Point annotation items

• • • • • • •

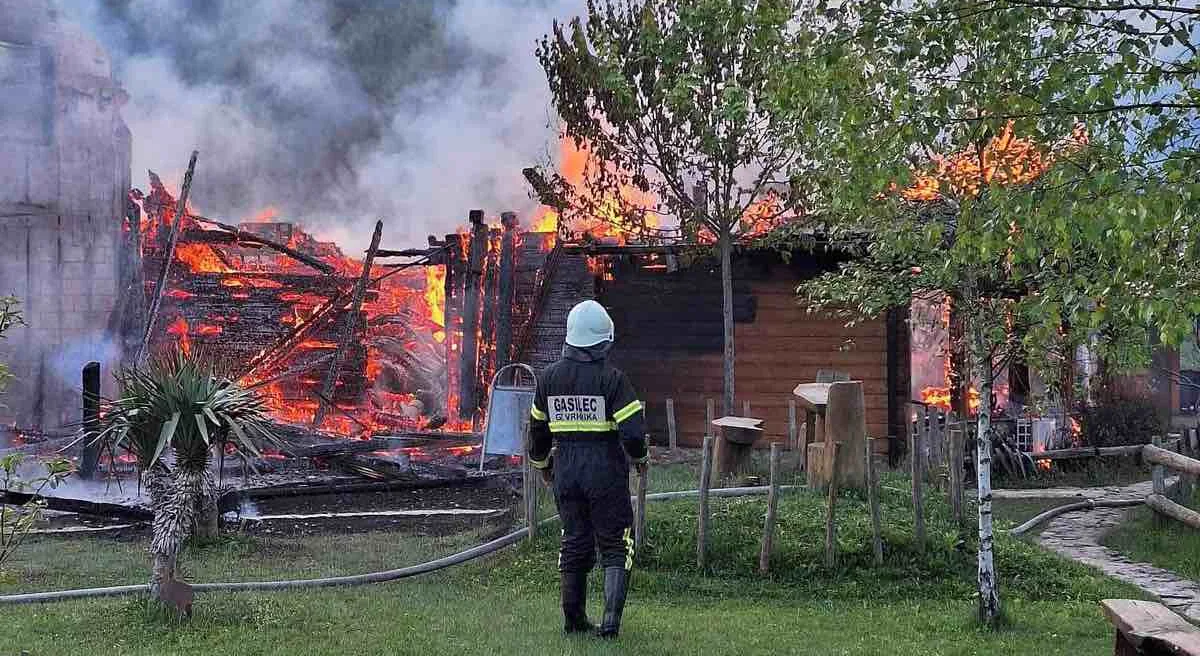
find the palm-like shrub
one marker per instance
(169, 416)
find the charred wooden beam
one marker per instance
(90, 457)
(406, 253)
(505, 290)
(349, 328)
(487, 316)
(169, 254)
(455, 264)
(469, 354)
(82, 506)
(243, 235)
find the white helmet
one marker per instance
(588, 324)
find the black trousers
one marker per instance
(592, 493)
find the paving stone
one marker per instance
(1077, 535)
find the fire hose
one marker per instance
(360, 579)
(1071, 507)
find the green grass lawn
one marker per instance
(1174, 547)
(508, 603)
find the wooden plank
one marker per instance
(918, 500)
(672, 437)
(768, 525)
(1150, 625)
(792, 428)
(873, 499)
(955, 446)
(160, 287)
(706, 474)
(468, 356)
(831, 510)
(349, 329)
(505, 294)
(1165, 507)
(640, 518)
(1177, 462)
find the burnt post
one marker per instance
(505, 292)
(90, 457)
(455, 264)
(160, 287)
(468, 361)
(349, 328)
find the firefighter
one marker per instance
(587, 427)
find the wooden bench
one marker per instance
(1150, 629)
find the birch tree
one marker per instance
(1071, 200)
(682, 102)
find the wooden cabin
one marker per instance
(666, 306)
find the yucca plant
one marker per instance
(169, 416)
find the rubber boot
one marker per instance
(575, 595)
(616, 584)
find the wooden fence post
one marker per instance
(768, 525)
(873, 498)
(831, 511)
(531, 486)
(672, 439)
(793, 434)
(1193, 438)
(640, 518)
(706, 471)
(918, 501)
(1158, 473)
(954, 468)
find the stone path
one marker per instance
(1077, 535)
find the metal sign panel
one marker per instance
(508, 414)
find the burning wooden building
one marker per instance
(666, 305)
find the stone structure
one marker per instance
(64, 179)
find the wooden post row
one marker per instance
(831, 511)
(873, 498)
(706, 470)
(918, 501)
(954, 435)
(640, 518)
(671, 426)
(793, 434)
(1158, 473)
(768, 525)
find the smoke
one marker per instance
(336, 112)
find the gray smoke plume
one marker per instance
(336, 112)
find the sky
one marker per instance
(336, 112)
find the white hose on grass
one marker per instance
(360, 579)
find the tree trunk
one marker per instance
(989, 593)
(209, 524)
(727, 318)
(173, 523)
(159, 487)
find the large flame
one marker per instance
(1006, 161)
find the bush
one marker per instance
(1120, 422)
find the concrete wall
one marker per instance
(64, 176)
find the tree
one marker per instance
(185, 403)
(679, 103)
(1071, 203)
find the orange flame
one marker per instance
(179, 329)
(1006, 161)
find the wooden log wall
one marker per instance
(669, 342)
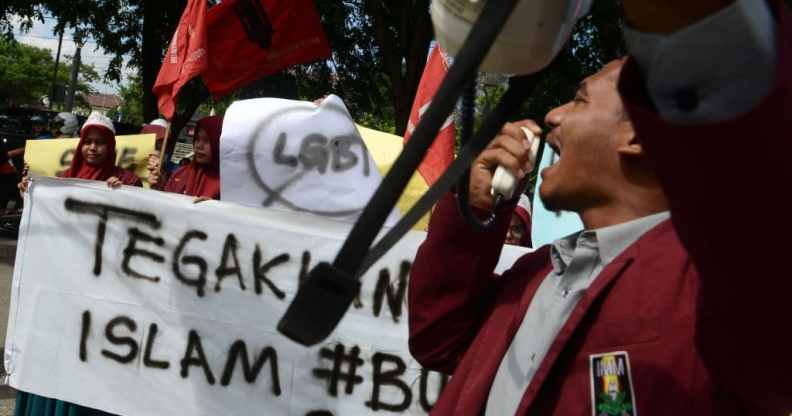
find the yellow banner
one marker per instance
(384, 149)
(50, 157)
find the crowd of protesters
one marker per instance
(636, 311)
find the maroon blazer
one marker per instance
(729, 186)
(462, 320)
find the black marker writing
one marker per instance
(389, 378)
(238, 352)
(385, 290)
(200, 281)
(260, 272)
(424, 389)
(86, 329)
(224, 270)
(147, 360)
(335, 375)
(104, 212)
(194, 346)
(121, 340)
(132, 250)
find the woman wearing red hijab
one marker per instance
(201, 178)
(93, 159)
(95, 156)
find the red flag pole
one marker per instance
(162, 149)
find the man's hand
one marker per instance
(154, 170)
(510, 149)
(669, 16)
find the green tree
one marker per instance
(26, 74)
(131, 108)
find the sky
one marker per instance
(41, 35)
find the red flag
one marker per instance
(441, 153)
(251, 39)
(185, 58)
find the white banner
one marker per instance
(295, 155)
(143, 303)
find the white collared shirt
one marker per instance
(577, 260)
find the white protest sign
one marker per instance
(139, 302)
(296, 155)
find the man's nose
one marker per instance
(555, 117)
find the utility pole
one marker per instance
(55, 72)
(75, 74)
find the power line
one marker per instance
(52, 38)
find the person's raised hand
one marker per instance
(153, 161)
(510, 149)
(114, 183)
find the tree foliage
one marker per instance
(26, 74)
(130, 110)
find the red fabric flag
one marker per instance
(441, 153)
(251, 39)
(185, 58)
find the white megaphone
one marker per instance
(532, 37)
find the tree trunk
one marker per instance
(404, 56)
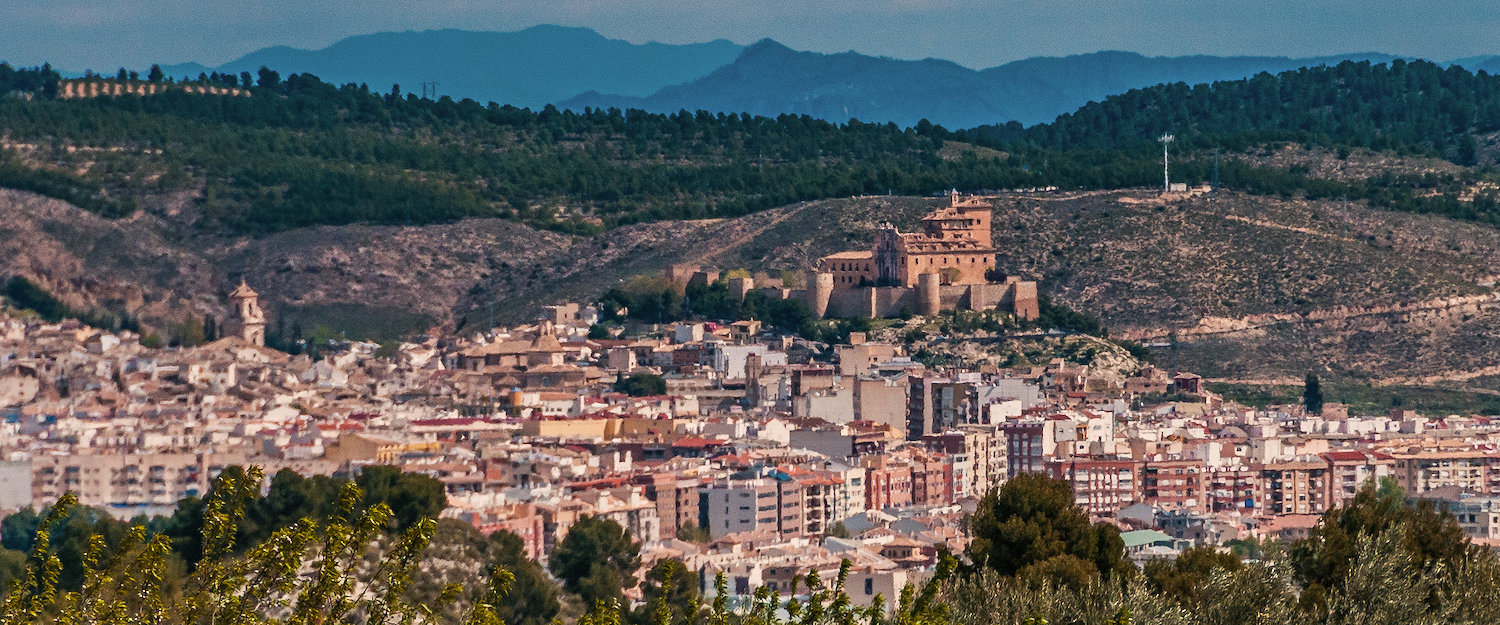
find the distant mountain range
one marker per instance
(770, 78)
(528, 68)
(578, 68)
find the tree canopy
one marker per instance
(1031, 526)
(596, 561)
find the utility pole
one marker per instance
(1214, 185)
(1166, 179)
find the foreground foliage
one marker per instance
(357, 568)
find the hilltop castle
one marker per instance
(944, 267)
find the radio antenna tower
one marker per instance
(1166, 179)
(1214, 186)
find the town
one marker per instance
(732, 447)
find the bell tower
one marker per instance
(246, 318)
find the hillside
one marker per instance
(768, 78)
(528, 68)
(300, 152)
(1259, 290)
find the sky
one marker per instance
(102, 35)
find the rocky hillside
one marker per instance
(1256, 288)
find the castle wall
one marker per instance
(824, 300)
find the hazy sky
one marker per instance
(107, 33)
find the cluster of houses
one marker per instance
(762, 456)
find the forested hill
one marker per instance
(300, 152)
(1401, 107)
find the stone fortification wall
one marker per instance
(824, 300)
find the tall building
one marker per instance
(246, 318)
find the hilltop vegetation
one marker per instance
(302, 152)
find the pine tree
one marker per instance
(1313, 394)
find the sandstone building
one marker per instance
(246, 318)
(944, 267)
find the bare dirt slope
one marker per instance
(1256, 288)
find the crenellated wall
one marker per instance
(1017, 297)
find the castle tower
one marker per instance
(246, 318)
(819, 290)
(929, 294)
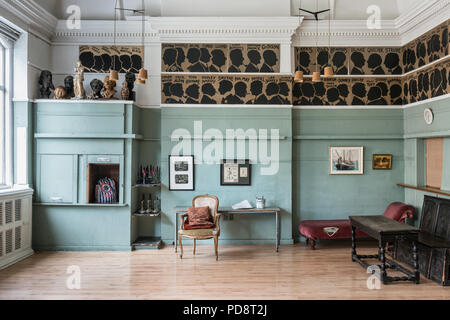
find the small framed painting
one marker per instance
(346, 160)
(181, 173)
(382, 162)
(235, 173)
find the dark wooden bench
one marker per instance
(434, 241)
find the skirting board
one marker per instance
(82, 248)
(8, 261)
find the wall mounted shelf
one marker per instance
(80, 204)
(426, 189)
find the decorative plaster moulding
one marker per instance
(31, 17)
(218, 29)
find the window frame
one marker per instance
(6, 118)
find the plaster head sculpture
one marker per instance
(46, 84)
(69, 86)
(109, 85)
(96, 86)
(59, 93)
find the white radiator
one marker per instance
(15, 226)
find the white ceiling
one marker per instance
(341, 9)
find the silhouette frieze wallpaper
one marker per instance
(220, 58)
(225, 89)
(101, 59)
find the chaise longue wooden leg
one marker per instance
(181, 246)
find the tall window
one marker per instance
(5, 112)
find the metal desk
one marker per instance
(228, 210)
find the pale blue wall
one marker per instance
(319, 195)
(276, 188)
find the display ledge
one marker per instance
(426, 189)
(80, 204)
(86, 136)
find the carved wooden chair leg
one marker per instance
(216, 249)
(181, 246)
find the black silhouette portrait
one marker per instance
(304, 61)
(192, 94)
(392, 63)
(236, 60)
(256, 89)
(374, 63)
(255, 59)
(359, 92)
(170, 60)
(205, 58)
(46, 84)
(270, 60)
(339, 63)
(193, 56)
(358, 62)
(218, 60)
(208, 91)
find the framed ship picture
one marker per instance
(346, 160)
(181, 173)
(235, 173)
(382, 162)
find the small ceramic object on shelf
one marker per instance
(68, 85)
(78, 81)
(125, 92)
(260, 203)
(59, 93)
(97, 87)
(109, 85)
(130, 78)
(46, 84)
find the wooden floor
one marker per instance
(242, 272)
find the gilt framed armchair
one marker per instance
(209, 231)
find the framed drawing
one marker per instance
(181, 173)
(382, 162)
(235, 173)
(346, 160)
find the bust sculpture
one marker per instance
(97, 87)
(68, 85)
(78, 81)
(46, 84)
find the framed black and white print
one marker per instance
(235, 173)
(181, 173)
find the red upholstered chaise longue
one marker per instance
(313, 230)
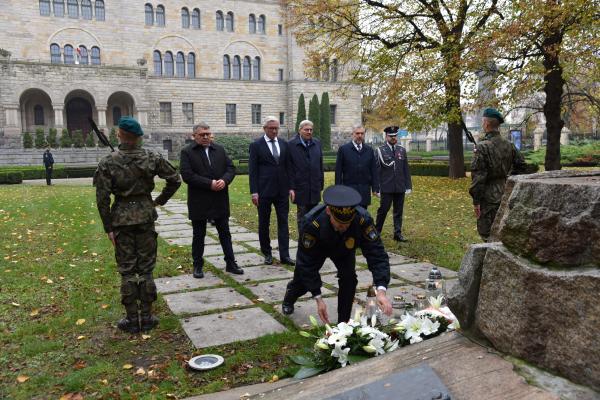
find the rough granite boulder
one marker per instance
(552, 218)
(546, 316)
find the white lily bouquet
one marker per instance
(361, 338)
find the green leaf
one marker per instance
(303, 360)
(307, 372)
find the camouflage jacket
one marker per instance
(494, 158)
(129, 174)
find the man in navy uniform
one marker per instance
(334, 230)
(394, 181)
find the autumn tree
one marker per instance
(418, 50)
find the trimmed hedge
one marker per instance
(10, 178)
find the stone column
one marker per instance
(564, 136)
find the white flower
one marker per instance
(341, 354)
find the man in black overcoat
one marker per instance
(306, 171)
(208, 172)
(355, 166)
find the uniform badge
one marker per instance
(371, 233)
(349, 243)
(308, 240)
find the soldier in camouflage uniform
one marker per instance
(494, 158)
(128, 174)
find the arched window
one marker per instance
(73, 8)
(116, 115)
(68, 54)
(256, 69)
(55, 54)
(191, 65)
(251, 23)
(247, 69)
(226, 67)
(157, 63)
(185, 18)
(44, 7)
(168, 63)
(83, 55)
(180, 63)
(229, 22)
(59, 8)
(219, 20)
(196, 18)
(86, 9)
(95, 55)
(160, 15)
(237, 67)
(149, 14)
(100, 10)
(38, 115)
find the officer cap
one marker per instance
(391, 130)
(129, 124)
(493, 113)
(341, 201)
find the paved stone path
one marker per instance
(214, 313)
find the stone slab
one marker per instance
(243, 260)
(228, 327)
(264, 272)
(205, 300)
(273, 292)
(418, 272)
(186, 282)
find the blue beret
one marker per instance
(129, 124)
(493, 113)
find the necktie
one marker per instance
(275, 151)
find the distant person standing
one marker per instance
(355, 166)
(394, 181)
(49, 164)
(208, 172)
(306, 169)
(494, 158)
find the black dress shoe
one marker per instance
(288, 261)
(233, 268)
(198, 274)
(287, 308)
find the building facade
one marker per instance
(170, 64)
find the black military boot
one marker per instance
(149, 321)
(131, 322)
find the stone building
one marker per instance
(169, 63)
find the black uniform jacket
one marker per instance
(318, 241)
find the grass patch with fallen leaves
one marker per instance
(59, 302)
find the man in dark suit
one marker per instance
(306, 170)
(395, 182)
(355, 166)
(270, 186)
(208, 172)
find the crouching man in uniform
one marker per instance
(334, 230)
(129, 174)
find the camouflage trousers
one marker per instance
(486, 219)
(135, 252)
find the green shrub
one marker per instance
(40, 139)
(52, 137)
(10, 177)
(65, 139)
(27, 141)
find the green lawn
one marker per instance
(59, 296)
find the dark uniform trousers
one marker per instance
(199, 228)
(135, 253)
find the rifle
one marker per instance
(467, 132)
(101, 136)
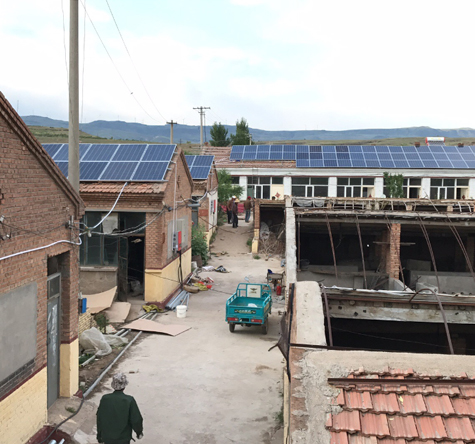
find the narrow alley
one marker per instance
(208, 385)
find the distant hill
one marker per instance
(190, 133)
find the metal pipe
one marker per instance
(446, 325)
(327, 313)
(333, 247)
(93, 386)
(362, 252)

• • • • • • •

### Objective
Convert everything from the line containing "find the rifle" down to the last of the items into a two-column CSV with the headers text and points. Give one row per item, put each field in quotes with line breaks changed to spaces, and omit the pictures.

### Full answer
text,points
"find the rifle one marker per instance","(467, 132) (101, 136)"
"find the narrow alley one marker per instance","(208, 385)"
"find the distant hill one marker per instance","(190, 133)"
"find the metal pipe one marker per instance","(446, 325) (327, 313) (333, 247) (93, 386) (362, 252)"